#### [Description of the task]
Instruction for the entries that follow: retype exactly the lines from the line with "positive clicks: (368, 223) (369, 215)" to the line with "box: [314, 145, 705, 400]", both included, and omit all others.

_ _ _ _ _

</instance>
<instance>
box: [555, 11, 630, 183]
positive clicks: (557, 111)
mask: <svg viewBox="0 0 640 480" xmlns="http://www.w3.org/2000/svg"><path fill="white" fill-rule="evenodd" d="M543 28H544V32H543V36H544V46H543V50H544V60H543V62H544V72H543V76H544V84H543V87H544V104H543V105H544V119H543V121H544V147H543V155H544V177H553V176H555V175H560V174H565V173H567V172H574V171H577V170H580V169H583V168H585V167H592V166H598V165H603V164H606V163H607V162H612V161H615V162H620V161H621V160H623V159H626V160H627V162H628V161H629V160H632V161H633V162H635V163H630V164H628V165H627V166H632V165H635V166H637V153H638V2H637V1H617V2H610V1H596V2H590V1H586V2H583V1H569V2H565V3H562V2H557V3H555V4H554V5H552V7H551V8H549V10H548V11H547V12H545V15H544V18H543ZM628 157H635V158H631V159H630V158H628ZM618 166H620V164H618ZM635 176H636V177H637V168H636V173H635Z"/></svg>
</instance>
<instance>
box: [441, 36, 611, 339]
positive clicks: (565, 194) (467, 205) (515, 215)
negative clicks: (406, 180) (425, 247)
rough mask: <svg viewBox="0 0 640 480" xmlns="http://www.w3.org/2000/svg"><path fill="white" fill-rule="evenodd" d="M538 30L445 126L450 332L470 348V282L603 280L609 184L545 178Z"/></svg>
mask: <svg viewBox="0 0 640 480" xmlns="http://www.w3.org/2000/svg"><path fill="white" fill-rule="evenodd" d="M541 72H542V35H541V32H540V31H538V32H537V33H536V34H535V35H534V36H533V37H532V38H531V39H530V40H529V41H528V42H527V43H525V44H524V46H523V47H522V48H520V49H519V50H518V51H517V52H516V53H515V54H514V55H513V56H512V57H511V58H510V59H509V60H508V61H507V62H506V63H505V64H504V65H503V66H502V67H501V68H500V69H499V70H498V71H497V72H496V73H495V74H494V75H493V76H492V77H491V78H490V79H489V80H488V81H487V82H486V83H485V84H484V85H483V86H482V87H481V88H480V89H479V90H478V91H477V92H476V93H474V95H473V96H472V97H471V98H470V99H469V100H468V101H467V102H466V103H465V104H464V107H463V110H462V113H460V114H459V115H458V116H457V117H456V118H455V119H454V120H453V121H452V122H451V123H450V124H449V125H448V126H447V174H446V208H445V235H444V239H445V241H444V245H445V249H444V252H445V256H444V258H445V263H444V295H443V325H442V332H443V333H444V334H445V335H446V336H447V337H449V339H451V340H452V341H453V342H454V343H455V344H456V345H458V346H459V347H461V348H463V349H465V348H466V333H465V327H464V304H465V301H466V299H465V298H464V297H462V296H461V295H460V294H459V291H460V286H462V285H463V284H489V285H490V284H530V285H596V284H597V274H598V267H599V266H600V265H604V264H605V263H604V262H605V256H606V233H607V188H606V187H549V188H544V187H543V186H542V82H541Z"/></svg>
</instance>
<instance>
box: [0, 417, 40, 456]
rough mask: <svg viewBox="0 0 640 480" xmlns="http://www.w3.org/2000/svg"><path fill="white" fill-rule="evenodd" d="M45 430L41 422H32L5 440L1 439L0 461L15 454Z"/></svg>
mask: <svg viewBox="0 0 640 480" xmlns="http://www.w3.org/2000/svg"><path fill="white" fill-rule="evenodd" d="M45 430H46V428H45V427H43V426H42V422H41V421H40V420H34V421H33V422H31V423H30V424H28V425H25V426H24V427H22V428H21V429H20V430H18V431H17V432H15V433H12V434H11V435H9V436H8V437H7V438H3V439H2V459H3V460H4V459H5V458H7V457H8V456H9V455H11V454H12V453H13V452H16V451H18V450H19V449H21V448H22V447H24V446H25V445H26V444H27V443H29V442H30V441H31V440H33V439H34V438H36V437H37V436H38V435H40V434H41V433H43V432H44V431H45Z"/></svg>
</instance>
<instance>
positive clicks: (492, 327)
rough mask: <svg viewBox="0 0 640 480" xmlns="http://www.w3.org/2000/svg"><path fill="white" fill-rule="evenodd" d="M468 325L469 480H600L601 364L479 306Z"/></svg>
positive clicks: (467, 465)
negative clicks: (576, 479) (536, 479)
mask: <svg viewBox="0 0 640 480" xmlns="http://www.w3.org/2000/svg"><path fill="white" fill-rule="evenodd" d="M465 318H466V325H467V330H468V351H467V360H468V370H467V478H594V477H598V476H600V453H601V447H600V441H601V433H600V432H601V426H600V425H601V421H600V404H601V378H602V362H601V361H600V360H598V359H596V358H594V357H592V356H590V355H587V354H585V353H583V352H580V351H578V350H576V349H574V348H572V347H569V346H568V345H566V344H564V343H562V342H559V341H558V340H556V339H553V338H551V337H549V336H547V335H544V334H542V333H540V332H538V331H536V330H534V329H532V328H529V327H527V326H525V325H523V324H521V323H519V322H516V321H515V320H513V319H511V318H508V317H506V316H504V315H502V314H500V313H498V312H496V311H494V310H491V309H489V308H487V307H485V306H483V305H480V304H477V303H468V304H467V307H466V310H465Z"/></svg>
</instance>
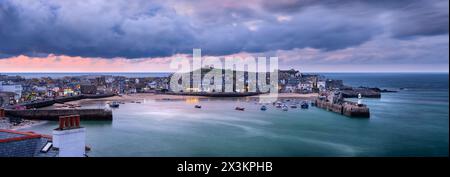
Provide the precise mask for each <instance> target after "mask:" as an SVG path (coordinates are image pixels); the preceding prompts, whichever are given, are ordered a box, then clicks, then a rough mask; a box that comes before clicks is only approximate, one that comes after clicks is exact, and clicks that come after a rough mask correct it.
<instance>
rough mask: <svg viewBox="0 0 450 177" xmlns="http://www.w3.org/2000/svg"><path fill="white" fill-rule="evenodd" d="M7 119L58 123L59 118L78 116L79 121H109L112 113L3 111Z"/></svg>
mask: <svg viewBox="0 0 450 177" xmlns="http://www.w3.org/2000/svg"><path fill="white" fill-rule="evenodd" d="M5 113H6V116H7V117H17V118H22V119H29V120H51V121H58V120H59V117H60V116H68V115H80V119H81V120H108V121H111V120H112V118H113V116H112V111H111V110H108V109H51V110H41V109H36V110H32V109H27V110H5Z"/></svg>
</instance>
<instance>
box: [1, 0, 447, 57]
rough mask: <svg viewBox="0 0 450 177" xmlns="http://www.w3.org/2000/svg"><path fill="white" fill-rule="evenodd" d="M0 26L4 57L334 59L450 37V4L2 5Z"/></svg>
mask: <svg viewBox="0 0 450 177" xmlns="http://www.w3.org/2000/svg"><path fill="white" fill-rule="evenodd" d="M444 5H446V7H443V6H444ZM0 25H1V27H0V56H9V55H20V54H25V55H29V56H35V55H42V54H47V53H52V54H57V55H70V56H84V57H104V58H112V57H126V58H140V57H158V56H171V55H173V54H176V53H191V51H192V48H202V49H203V53H204V54H208V55H228V54H234V53H239V52H265V51H273V50H290V49H295V48H308V47H309V48H316V49H321V50H324V51H331V50H338V49H344V48H348V47H352V46H358V45H361V44H363V43H365V42H367V41H370V40H371V39H373V38H374V37H376V36H379V35H382V34H385V33H386V34H389V35H391V36H392V37H395V38H411V37H416V36H424V35H425V36H430V35H439V34H448V1H372V0H369V1H348V0H343V1H337V0H334V1H333V0H325V1H312V0H302V1H298V0H280V1H261V0H248V1H232V0H223V1H206V0H199V1H144V0H138V1H125V0H111V1H106V0H86V1H56V0H48V1H37V0H1V1H0Z"/></svg>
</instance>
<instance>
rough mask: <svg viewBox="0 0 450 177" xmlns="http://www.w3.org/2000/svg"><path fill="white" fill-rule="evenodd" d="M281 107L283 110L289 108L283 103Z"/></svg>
mask: <svg viewBox="0 0 450 177" xmlns="http://www.w3.org/2000/svg"><path fill="white" fill-rule="evenodd" d="M281 109H282V110H283V111H288V110H289V108H288V107H287V106H286V105H283V106H282V107H281Z"/></svg>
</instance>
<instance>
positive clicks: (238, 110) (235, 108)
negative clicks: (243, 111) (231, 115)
mask: <svg viewBox="0 0 450 177" xmlns="http://www.w3.org/2000/svg"><path fill="white" fill-rule="evenodd" d="M235 109H236V110H238V111H244V110H245V108H243V107H236V108H235Z"/></svg>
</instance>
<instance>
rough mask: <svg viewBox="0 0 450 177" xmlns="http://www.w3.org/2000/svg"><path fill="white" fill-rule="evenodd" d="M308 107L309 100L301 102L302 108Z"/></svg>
mask: <svg viewBox="0 0 450 177" xmlns="http://www.w3.org/2000/svg"><path fill="white" fill-rule="evenodd" d="M308 107H309V105H308V103H307V102H303V103H302V104H301V108H302V109H308Z"/></svg>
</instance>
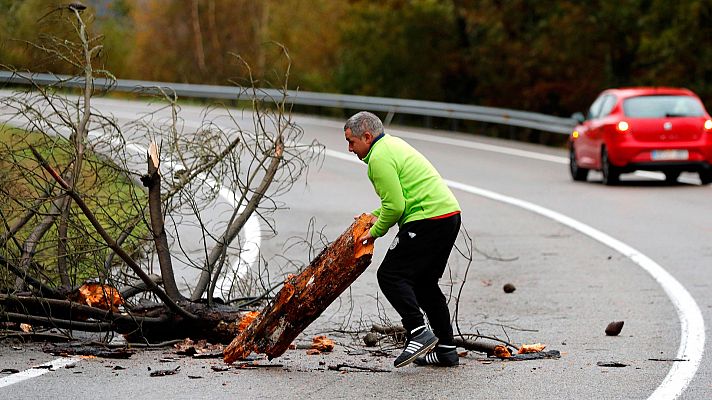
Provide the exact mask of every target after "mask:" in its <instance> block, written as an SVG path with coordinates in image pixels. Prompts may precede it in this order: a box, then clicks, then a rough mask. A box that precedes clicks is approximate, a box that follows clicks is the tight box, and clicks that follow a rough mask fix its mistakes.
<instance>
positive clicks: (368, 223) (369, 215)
mask: <svg viewBox="0 0 712 400" xmlns="http://www.w3.org/2000/svg"><path fill="white" fill-rule="evenodd" d="M368 216H369V217H371V220H370V221H368V224H369V227H371V226H373V224H375V223H376V221H377V220H378V217H376V216H375V215H373V214H368ZM359 217H361V216H360V215H356V216H354V219H358V218H359ZM375 240H376V238H374V237H373V236H371V230H370V229H369V230H367V231H366V232H365V233H364V234H363V235H361V237H360V238H358V242H359V243H361V244H364V245H365V244H367V243H369V242H374V241H375Z"/></svg>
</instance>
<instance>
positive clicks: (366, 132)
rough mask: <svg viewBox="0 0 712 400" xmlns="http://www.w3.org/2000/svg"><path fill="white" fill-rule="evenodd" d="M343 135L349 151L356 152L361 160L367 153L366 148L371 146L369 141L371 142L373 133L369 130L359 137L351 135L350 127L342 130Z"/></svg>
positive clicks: (372, 139)
mask: <svg viewBox="0 0 712 400" xmlns="http://www.w3.org/2000/svg"><path fill="white" fill-rule="evenodd" d="M344 137H346V141H347V142H349V151H350V152H352V153H354V154H356V155H357V156H358V158H359V159H361V160H363V158H364V157H366V154H368V150H369V149H370V148H371V142H373V135H372V134H371V132H368V131H366V132H364V133H363V135H361V137H356V136H353V135H351V129H346V131H344Z"/></svg>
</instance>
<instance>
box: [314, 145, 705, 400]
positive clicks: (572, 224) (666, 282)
mask: <svg viewBox="0 0 712 400" xmlns="http://www.w3.org/2000/svg"><path fill="white" fill-rule="evenodd" d="M326 155H327V156H330V157H334V158H338V159H340V160H345V161H349V162H354V163H358V164H361V165H364V163H363V162H362V161H360V160H358V158H357V157H356V156H355V155H349V154H346V153H342V152H338V151H334V150H326ZM445 182H446V183H447V185H448V186H450V187H451V188H453V189H457V190H461V191H464V192H467V193H470V194H474V195H477V196H481V197H485V198H488V199H491V200H495V201H499V202H502V203H506V204H510V205H513V206H516V207H519V208H522V209H525V210H527V211H531V212H533V213H536V214H539V215H542V216H544V217H546V218H549V219H552V220H554V221H556V222H559V223H560V224H562V225H565V226H568V227H570V228H572V229H575V230H577V231H579V232H581V233H583V234H584V235H586V236H589V237H590V238H592V239H594V240H596V241H598V242H600V243H602V244H604V245H606V246H608V247H610V248H612V249H613V250H615V251H617V252H619V253H621V254H622V255H624V256H626V257H627V258H629V259H630V260H631V261H632V262H634V263H635V264H637V265H638V266H639V267H640V268H642V269H643V270H644V271H645V272H647V273H648V274H649V275H650V276H651V277H652V278H653V279H655V281H656V282H658V284H659V285H660V286H661V287H662V288H663V291H665V294H667V296H668V298H669V299H670V301H671V302H672V304H673V306H674V307H675V311H676V312H677V315H678V318H679V319H680V346H679V347H678V350H677V355H676V358H680V359H686V360H688V361H687V362H684V363H683V362H678V363H673V366H672V368H670V371H668V374H667V376H666V377H665V379H664V380H663V382H662V383H661V384H660V385H659V386H658V387H657V389H656V390H655V392H653V394H651V395H650V397H649V399H655V400H657V399H674V398H677V397H679V396H680V395H681V394H682V393H683V392H684V391H685V389H686V388H687V385H689V383H690V381H691V380H692V378H693V377H694V376H695V374H696V373H697V369H698V368H699V365H700V362H701V361H702V354H703V353H704V350H705V322H704V318H703V317H702V311H700V308H699V307H698V306H697V303H696V302H695V299H694V298H693V297H692V295H690V293H689V292H688V291H687V290H686V289H685V287H684V286H682V284H681V283H680V282H679V281H678V280H677V279H675V278H674V277H673V276H672V275H670V273H669V272H667V271H666V270H665V268H663V267H662V266H660V265H659V264H657V263H656V262H655V261H653V260H652V259H650V258H649V257H647V256H646V255H645V254H643V253H641V252H639V251H638V250H636V249H634V248H633V247H631V246H629V245H627V244H625V243H623V242H621V241H620V240H617V239H615V238H613V237H611V236H609V235H607V234H605V233H603V232H601V231H599V230H597V229H595V228H593V227H591V226H589V225H586V224H584V223H583V222H580V221H577V220H575V219H573V218H571V217H568V216H566V215H563V214H561V213H558V212H556V211H553V210H550V209H548V208H545V207H542V206H539V205H536V204H534V203H530V202H528V201H524V200H520V199H517V198H514V197H510V196H506V195H503V194H499V193H496V192H492V191H489V190H486V189H481V188H478V187H475V186H470V185H466V184H464V183H460V182H455V181H451V180H447V179H446V180H445Z"/></svg>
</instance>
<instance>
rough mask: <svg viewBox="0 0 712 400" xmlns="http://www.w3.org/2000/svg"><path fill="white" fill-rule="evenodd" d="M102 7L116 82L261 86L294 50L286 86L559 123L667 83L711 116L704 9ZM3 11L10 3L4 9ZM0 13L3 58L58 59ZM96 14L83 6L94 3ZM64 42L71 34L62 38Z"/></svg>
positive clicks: (334, 2)
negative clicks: (540, 117) (635, 92)
mask: <svg viewBox="0 0 712 400" xmlns="http://www.w3.org/2000/svg"><path fill="white" fill-rule="evenodd" d="M85 2H86V3H87V5H89V6H90V9H89V11H97V10H99V11H100V12H98V14H97V17H96V19H95V20H94V22H93V25H94V29H96V30H98V31H100V32H101V33H102V34H103V35H104V41H105V44H106V45H105V48H104V50H103V51H102V54H103V62H104V63H105V64H106V65H105V66H106V67H107V68H108V69H109V70H110V71H112V72H114V73H115V74H116V76H117V77H119V78H131V79H144V80H159V81H173V82H190V83H211V84H221V85H225V84H228V82H229V81H230V80H237V81H240V77H241V76H244V74H242V72H244V71H242V72H241V71H240V65H241V64H240V63H239V62H237V59H236V57H235V56H234V55H239V56H240V57H242V58H243V59H244V60H246V61H247V62H248V63H249V64H250V66H251V68H252V72H253V73H254V74H255V76H256V77H258V78H260V79H261V84H264V85H265V86H268V85H269V83H270V82H271V81H272V80H274V78H275V76H276V75H277V74H276V73H275V72H276V71H281V70H282V69H283V68H284V65H283V64H282V63H281V62H279V61H277V60H278V58H277V57H275V55H276V54H278V53H279V50H278V48H277V46H275V45H274V43H275V42H278V43H281V44H283V45H284V46H285V47H286V48H287V49H288V50H289V53H290V56H291V58H292V60H293V66H292V69H291V72H290V75H291V77H290V81H291V86H292V88H297V87H298V88H299V89H301V90H308V91H321V92H337V93H348V94H359V95H373V96H385V97H399V98H415V99H426V100H436V101H447V102H454V103H467V104H478V105H491V106H502V107H509V108H516V109H524V110H532V111H539V112H544V113H548V114H556V115H563V116H568V115H570V114H571V112H574V111H582V110H583V109H584V108H585V107H587V106H588V105H589V104H590V102H591V100H592V99H593V97H594V96H595V95H596V94H597V93H599V92H600V91H601V90H602V89H604V88H608V87H613V86H629V85H658V86H661V85H672V86H684V87H688V88H690V89H692V90H694V91H695V92H697V93H699V94H700V95H701V97H702V98H703V101H705V102H706V103H707V106H708V108H712V104H711V103H710V102H712V80H711V79H709V77H710V75H711V74H712V46H704V45H702V44H703V43H707V42H708V41H709V38H710V37H712V25H711V24H709V21H710V20H712V8H711V7H710V6H709V4H708V2H707V1H706V0H685V1H681V2H671V1H665V0H654V1H647V0H631V1H626V2H620V1H614V0H603V1H598V2H587V1H572V0H562V1H540V0H537V1H534V0H509V1H497V0H478V1H474V0H458V1H456V0H445V1H432V0H385V1H382V0H380V1H375V0H357V1H332V0H310V1H278V0H263V1H252V0H234V1H217V0H181V1H169V2H167V1H162V0H113V1H102V2H98V1H85ZM6 3H7V2H6ZM9 3H11V4H12V6H11V7H9V10H8V12H6V13H3V15H0V38H2V40H3V43H2V44H3V46H0V63H3V64H10V65H15V66H17V67H24V68H28V69H31V70H36V71H38V72H45V71H53V72H64V73H67V72H70V71H67V70H66V69H63V70H57V68H59V67H58V64H57V63H54V62H52V61H51V60H48V59H47V58H46V57H40V56H39V55H38V53H37V52H36V51H34V50H33V49H32V48H31V47H28V46H25V45H24V44H23V42H14V41H10V40H7V39H8V38H19V39H22V40H30V41H32V40H34V39H38V38H39V37H40V36H41V35H43V34H47V33H52V34H62V32H58V31H57V29H58V28H56V26H58V25H59V24H54V23H48V22H50V21H48V19H51V18H57V17H58V16H55V15H52V16H51V18H50V17H48V18H45V19H44V20H42V21H41V22H39V23H38V20H39V18H40V16H42V15H43V14H45V13H46V12H47V11H48V8H49V7H51V5H50V4H49V3H47V2H45V1H43V0H14V1H13V0H11V1H9ZM97 3H101V4H102V6H101V7H98V8H95V9H93V8H92V5H94V4H97ZM70 33H71V32H70Z"/></svg>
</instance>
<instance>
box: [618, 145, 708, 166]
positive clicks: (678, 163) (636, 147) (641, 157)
mask: <svg viewBox="0 0 712 400" xmlns="http://www.w3.org/2000/svg"><path fill="white" fill-rule="evenodd" d="M711 137H712V136H711ZM711 137H705V138H704V139H702V140H700V141H697V142H696V143H689V142H688V143H681V142H676V143H659V142H658V143H642V142H637V141H624V142H618V143H610V145H609V148H608V152H609V158H610V160H611V162H612V163H613V165H615V166H618V167H623V168H626V169H634V168H633V167H634V166H644V167H645V169H652V170H662V169H667V168H670V167H676V168H681V169H682V168H691V170H694V171H696V170H699V169H700V168H709V167H710V165H712V139H711ZM656 150H657V151H660V150H686V151H687V157H686V158H685V159H677V160H655V159H653V156H652V154H653V152H654V151H656ZM638 169H643V168H638ZM683 170H684V169H683Z"/></svg>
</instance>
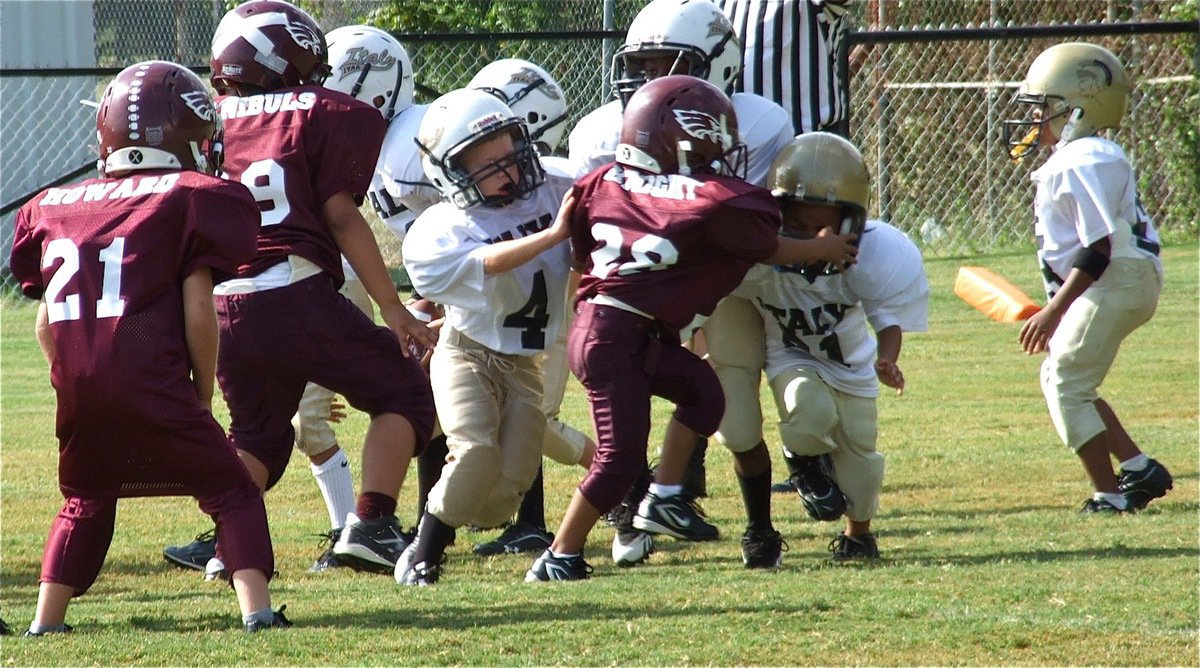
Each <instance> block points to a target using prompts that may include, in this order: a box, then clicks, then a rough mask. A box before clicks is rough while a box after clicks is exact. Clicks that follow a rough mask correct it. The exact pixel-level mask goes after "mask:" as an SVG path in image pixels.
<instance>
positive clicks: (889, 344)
mask: <svg viewBox="0 0 1200 668" xmlns="http://www.w3.org/2000/svg"><path fill="white" fill-rule="evenodd" d="M875 337H876V341H877V343H878V350H877V353H876V357H875V374H876V375H877V377H878V378H880V383H882V384H884V385H887V386H888V387H893V389H895V391H896V395H902V393H904V373H901V372H900V367H899V366H898V365H896V360H899V359H900V343H901V341H902V339H904V333H902V332H901V330H900V326H899V325H892V326H889V327H883V329H882V330H880V331H877V332H875Z"/></svg>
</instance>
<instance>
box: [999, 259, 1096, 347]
mask: <svg viewBox="0 0 1200 668" xmlns="http://www.w3.org/2000/svg"><path fill="white" fill-rule="evenodd" d="M1111 253H1112V245H1111V242H1110V240H1109V237H1108V236H1105V237H1104V239H1100V240H1099V241H1097V242H1096V243H1092V245H1091V246H1085V247H1084V248H1081V249H1080V252H1079V254H1078V255H1075V261H1074V264H1073V266H1072V267H1070V273H1068V275H1067V279H1066V281H1063V283H1062V288H1061V289H1060V290H1058V291H1057V293H1055V295H1054V299H1051V300H1050V303H1048V305H1046V306H1045V308H1043V309H1042V311H1038V312H1037V313H1034V314H1033V315H1031V317H1030V319H1028V320H1026V321H1025V324H1024V325H1021V333H1020V338H1019V341H1020V343H1021V349H1024V350H1025V353H1026V354H1028V355H1036V354H1038V353H1043V351H1045V350H1046V348H1048V347H1049V343H1050V337H1052V336H1054V332H1055V330H1057V329H1058V323H1061V321H1062V317H1063V315H1064V314H1066V313H1067V309H1068V308H1070V305H1072V303H1074V302H1075V300H1076V299H1078V297H1079V295H1081V294H1084V291H1085V290H1087V289H1088V288H1091V287H1092V283H1096V282H1097V281H1099V279H1100V276H1102V275H1103V273H1104V270H1105V269H1108V266H1109V257H1110V254H1111Z"/></svg>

_ _ _ _ _

#### [Response to this task]
positive clicks: (368, 223) (369, 215)
mask: <svg viewBox="0 0 712 400" xmlns="http://www.w3.org/2000/svg"><path fill="white" fill-rule="evenodd" d="M368 216H369V217H371V220H370V221H368V224H369V227H371V226H373V224H375V223H376V221H377V220H378V217H376V216H375V215H373V214H368ZM359 217H361V216H360V215H356V216H354V219H358V218H359ZM375 240H376V238H374V237H373V236H371V230H370V229H369V230H367V231H366V232H365V233H364V234H363V235H361V237H360V238H358V242H359V243H361V244H364V245H365V244H367V243H369V242H374V241H375Z"/></svg>
</instance>
<instance>
positive clicks: (366, 132)
rough mask: <svg viewBox="0 0 712 400" xmlns="http://www.w3.org/2000/svg"><path fill="white" fill-rule="evenodd" d="M343 135L349 151L356 152L361 160L367 153L366 148L371 146L369 141L371 142L373 133L369 130L359 137L351 135L350 127L342 130Z"/></svg>
positive clicks: (372, 139)
mask: <svg viewBox="0 0 712 400" xmlns="http://www.w3.org/2000/svg"><path fill="white" fill-rule="evenodd" d="M344 137H346V141H347V142H349V151H350V152H352V153H354V154H356V155H357V156H358V158H359V159H361V160H363V158H364V157H366V154H368V150H369V149H370V148H371V142H373V135H372V134H371V132H368V131H366V132H364V133H363V135H361V137H356V136H353V135H351V129H346V131H344Z"/></svg>
</instance>
<instance>
box: [314, 145, 705, 400]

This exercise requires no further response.